(Task inputs Opens)

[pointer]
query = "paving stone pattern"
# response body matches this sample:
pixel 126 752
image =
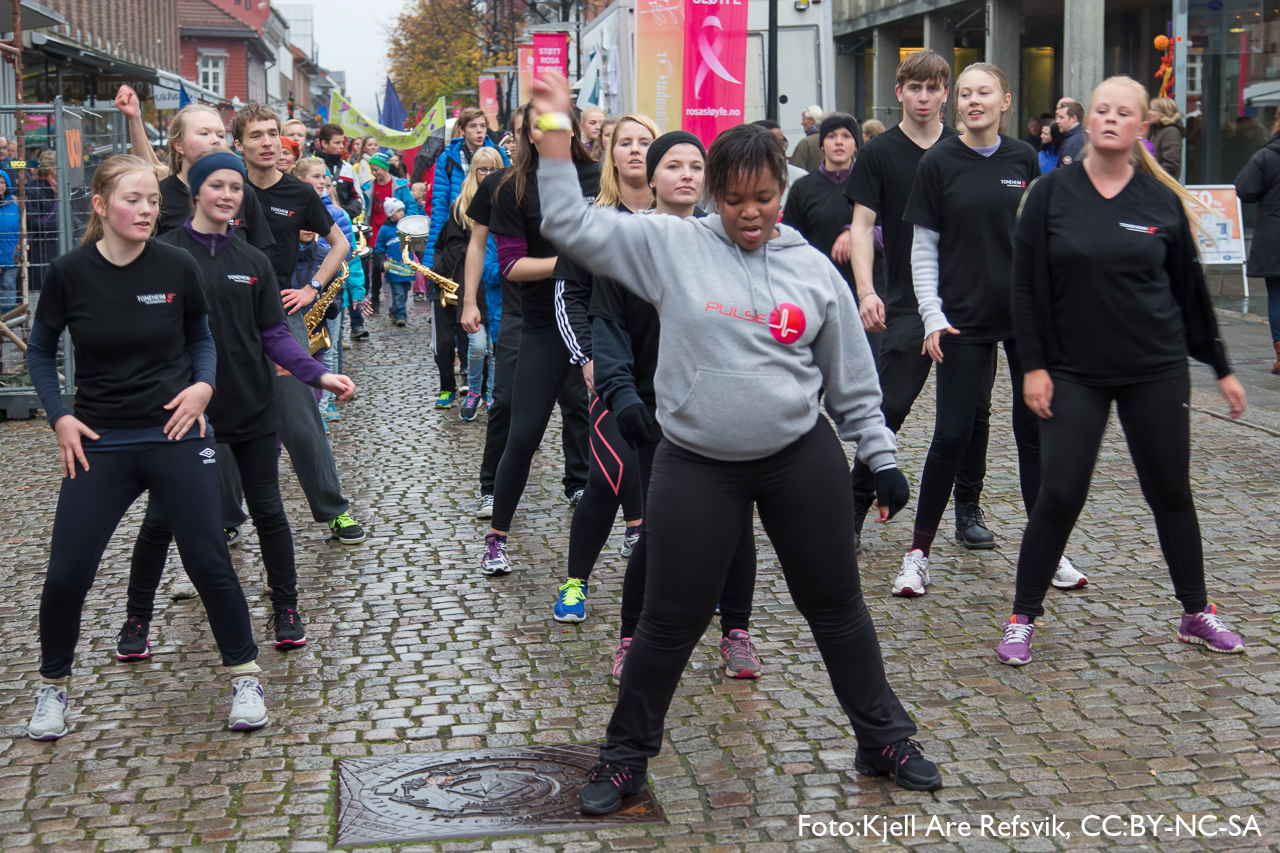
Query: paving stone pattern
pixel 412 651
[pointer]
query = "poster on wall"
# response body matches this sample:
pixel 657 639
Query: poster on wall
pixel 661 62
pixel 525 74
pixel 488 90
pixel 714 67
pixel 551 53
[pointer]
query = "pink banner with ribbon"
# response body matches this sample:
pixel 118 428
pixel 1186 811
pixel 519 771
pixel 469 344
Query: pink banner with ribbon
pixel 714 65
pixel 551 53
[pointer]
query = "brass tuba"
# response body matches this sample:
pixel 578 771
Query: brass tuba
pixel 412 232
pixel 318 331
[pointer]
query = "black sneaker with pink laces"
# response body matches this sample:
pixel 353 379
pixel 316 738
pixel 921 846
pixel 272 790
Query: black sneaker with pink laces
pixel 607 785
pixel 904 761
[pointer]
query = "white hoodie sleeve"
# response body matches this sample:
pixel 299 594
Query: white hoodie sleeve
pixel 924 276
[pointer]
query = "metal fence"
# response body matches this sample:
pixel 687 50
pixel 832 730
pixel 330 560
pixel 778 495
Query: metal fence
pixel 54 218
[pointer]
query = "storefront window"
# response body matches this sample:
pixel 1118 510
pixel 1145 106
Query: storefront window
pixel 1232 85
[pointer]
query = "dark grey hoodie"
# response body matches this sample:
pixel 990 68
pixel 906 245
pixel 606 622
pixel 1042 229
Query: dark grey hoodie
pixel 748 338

(Task inputs Closes)

Make an exact copy of the listing above, omitting the pictures.

- Exercise result -
[pointer]
query = "paving stone pattern"
# response body matches this sample:
pixel 126 752
image =
Query: paving stone pattern
pixel 412 651
[pointer]
query = "poster on wall"
# response body matches this sample:
pixel 657 639
Query: poster on wall
pixel 661 62
pixel 525 74
pixel 488 90
pixel 714 67
pixel 551 53
[pointer]
query = "pink banner with ribbon"
# response body matches this sample:
pixel 118 428
pixel 1186 811
pixel 519 771
pixel 469 344
Query: pink banner with ribbon
pixel 714 65
pixel 551 53
[pointer]
query = "brass tuba"
# response body matches this sample:
pixel 578 771
Query: brass tuba
pixel 412 232
pixel 318 331
[pointer]
query = "black sneaker with pink laces"
# response body matches this sample:
pixel 353 379
pixel 316 738
pixel 921 846
pixel 272 790
Query: black sneaker with pink laces
pixel 607 785
pixel 904 761
[pointer]
query = "white hoodie sleeve"
# response body matches this sample:
pixel 299 594
Query: white hoodie sleeve
pixel 924 276
[pointer]
query = "metal fence"
# response body matches this sample:
pixel 687 50
pixel 832 730
pixel 330 560
pixel 778 495
Query: metal fence
pixel 54 218
[pointer]
query = "storefront window"
# response body matches this sample:
pixel 1118 510
pixel 1145 106
Query: storefront window
pixel 1232 85
[pointer]
query = "dark grey hoodie"
# response body matches this sample:
pixel 990 68
pixel 906 245
pixel 606 622
pixel 1042 229
Query: dark grey hoodie
pixel 748 338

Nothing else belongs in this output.